:: Data under study ::

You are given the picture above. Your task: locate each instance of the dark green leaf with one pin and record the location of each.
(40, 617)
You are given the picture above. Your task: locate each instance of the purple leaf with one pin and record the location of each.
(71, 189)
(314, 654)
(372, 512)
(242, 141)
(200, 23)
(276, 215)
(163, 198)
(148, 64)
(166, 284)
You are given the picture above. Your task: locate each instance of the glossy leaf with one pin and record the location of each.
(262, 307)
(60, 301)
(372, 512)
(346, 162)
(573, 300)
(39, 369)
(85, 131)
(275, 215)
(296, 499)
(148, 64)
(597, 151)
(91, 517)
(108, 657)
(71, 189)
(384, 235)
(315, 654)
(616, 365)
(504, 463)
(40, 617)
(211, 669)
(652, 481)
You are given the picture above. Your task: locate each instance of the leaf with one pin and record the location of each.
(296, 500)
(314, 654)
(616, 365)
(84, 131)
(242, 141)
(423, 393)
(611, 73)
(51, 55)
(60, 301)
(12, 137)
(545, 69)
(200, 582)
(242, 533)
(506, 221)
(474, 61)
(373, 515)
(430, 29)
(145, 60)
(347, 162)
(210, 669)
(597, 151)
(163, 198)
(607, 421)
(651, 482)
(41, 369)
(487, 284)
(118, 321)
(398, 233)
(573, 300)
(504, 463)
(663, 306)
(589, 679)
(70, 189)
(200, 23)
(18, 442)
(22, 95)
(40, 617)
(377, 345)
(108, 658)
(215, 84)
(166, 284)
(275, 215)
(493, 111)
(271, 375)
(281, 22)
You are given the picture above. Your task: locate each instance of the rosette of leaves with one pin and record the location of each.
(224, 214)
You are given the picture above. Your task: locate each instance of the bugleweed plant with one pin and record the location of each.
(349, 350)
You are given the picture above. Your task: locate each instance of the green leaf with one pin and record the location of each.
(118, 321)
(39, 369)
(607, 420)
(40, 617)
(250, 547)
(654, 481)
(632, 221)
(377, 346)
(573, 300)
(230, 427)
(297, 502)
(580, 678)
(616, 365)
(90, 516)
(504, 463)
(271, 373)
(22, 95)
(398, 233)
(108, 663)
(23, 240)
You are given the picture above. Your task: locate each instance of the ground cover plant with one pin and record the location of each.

:::

Reproduce the listing shown above in its entirety, exactly.

You are given the picture above. Your task: locate each instance of the dark green leaf with one pin and record the location of each.
(40, 617)
You are given the picture above. Your task: locate each instance of the purple leaf with one pin and record the location of each.
(71, 189)
(314, 654)
(372, 512)
(242, 141)
(200, 23)
(276, 215)
(163, 198)
(148, 64)
(166, 284)
You are given the picture above. Your task: locate each instance of the glossy leaf with one pin and record the location of each.
(262, 307)
(60, 301)
(372, 512)
(346, 162)
(573, 300)
(39, 369)
(85, 131)
(275, 215)
(296, 499)
(148, 64)
(597, 151)
(91, 517)
(108, 657)
(71, 189)
(384, 235)
(315, 654)
(616, 365)
(504, 463)
(40, 617)
(211, 669)
(652, 481)
You are given the picture above. Your task: locate each instance of the leaf with one pin and record the location of each.
(296, 500)
(314, 654)
(616, 365)
(84, 131)
(242, 141)
(423, 393)
(611, 73)
(51, 55)
(60, 301)
(12, 137)
(545, 69)
(200, 582)
(242, 533)
(506, 221)
(474, 61)
(373, 515)
(430, 29)
(145, 60)
(347, 162)
(210, 669)
(597, 151)
(163, 198)
(607, 421)
(651, 482)
(41, 369)
(487, 284)
(118, 321)
(398, 233)
(573, 300)
(504, 463)
(663, 306)
(589, 679)
(70, 189)
(200, 23)
(18, 442)
(22, 95)
(40, 617)
(377, 345)
(108, 658)
(215, 84)
(166, 284)
(275, 215)
(493, 111)
(271, 375)
(281, 22)
You are given the picture above. Your task: locate each instance of the rosette of leaves with one pin and record the location of each.
(224, 214)
You are given the picture above. Your task: locate each instance of the bugleweed plant with one pin and record the location of each.
(349, 350)
You are given the picture above. Your task: locate each instance of the green leaf with one pin and record the location of each.
(118, 321)
(39, 369)
(607, 420)
(40, 617)
(250, 547)
(654, 481)
(632, 221)
(377, 346)
(573, 300)
(230, 427)
(297, 502)
(580, 678)
(616, 365)
(90, 516)
(504, 463)
(271, 373)
(22, 95)
(398, 233)
(108, 663)
(23, 240)
You are given the picture above. Your task: locate each instance of the ground cover plant with one pin and record the location of each.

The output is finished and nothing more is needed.